_EXTRACT_
** BEGIN **

Tulane’s MSRED Program Pairs Architecture Students With Local Clients

Graduates from the program will enter the job market armed with a real project to reference in interviews, and a practitioner to use as a job reference.

“Tell me and I’ll forget; show me and I may remember; involve me and I’ll understand.” –Chinese Proverb

After Hurricane Katrina and the spectacular failure of the levees, nothing is purely academic in New Orleans. This is certainly true of Tulane University, in particular the School of Architecture, and the role it has played in NOLA’s recovery and rejuvenation. Building on the school’s successes in that regard, dean Ken Schwartz saw an opportunity for his institution to be more proactive in the areas of land use and development while positively impacting the quality of education in the architecture programs. I’m a graduate of Tulane’s School of Architecture and a member of the Dean’s Advisory Board. So when in 2009 Schwartz called me to participate in an informal planning group for a possible new real estate development program, I eagerly took up the challenge.

** END **

_INFORMATION PROVIDED_
** BEGIN **

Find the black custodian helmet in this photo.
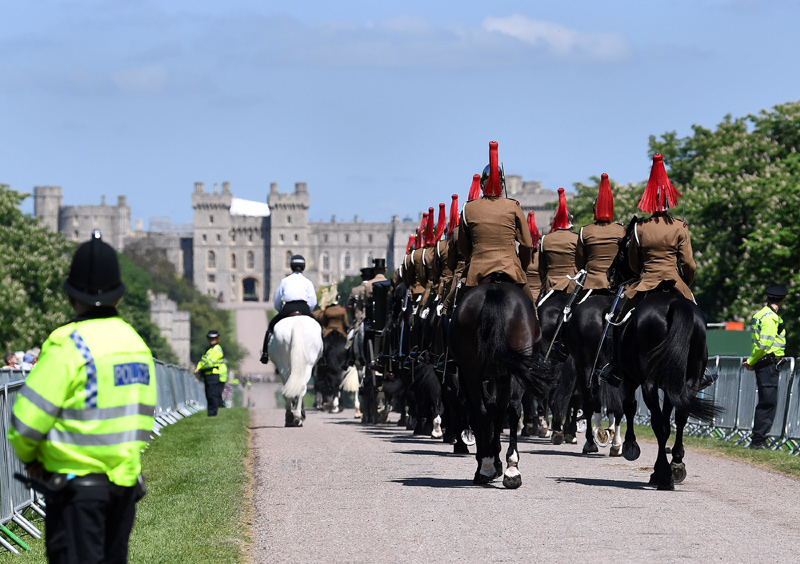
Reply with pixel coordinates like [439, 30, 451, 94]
[64, 229, 125, 306]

** END **

_CHALLENGE 1_
In the article on Tulane's MSRED program, rewrite the paragraph beginning "After Hurricane Katrina" as a short bulleted list that keeps its main facts.
_CHALLENGE 2_
List every action the proverb in the article on Tulane's MSRED program mentions, each with the result it leads to.
_CHALLENGE 3_
Pick up the article on Tulane's MSRED program after its final sentence and carry on for one more paragraph.

_REPLY 1_
- After Hurricane Katrina and the levee failures, nothing in New Orleans is purely academic, including at Tulane University.
- Tulane's School of Architecture has played a role in the city's recovery and rejuvenation.
- Building on those successes, dean Ken Schwartz saw a chance for the school to be more proactive in land use and development while improving the quality of education in its architecture programs.
- The writer is a graduate of the School of Architecture and a member of the Dean's Advisory Board.
- In 2009, Schwartz asked the writer to join an informal planning group for a possible new real estate development program, and the writer eagerly accepted.

_REPLY 2_
- Tell me: I'll forget.
- Show me: I may remember.
- Involve me: I'll understand.

_REPLY 3_
The new program was launched in 2011 as the Master of Sustainable Real Estate Development (MSRED), based in the architecture school. MSRED is modeled on other one-year graduate programs in real estate, with an intensive summer session followed by two full semesters of coursework. Its director, Alexandra Stroud, is a graduate of Tulane’s School of Architecture, as well as MIT’s real estate program. MSRED is distinctly different from the others, however. It’s one of the few such programs in the Gulf Coast, and the only U.S. real estate degree to focus explicitly on sustainability at its core.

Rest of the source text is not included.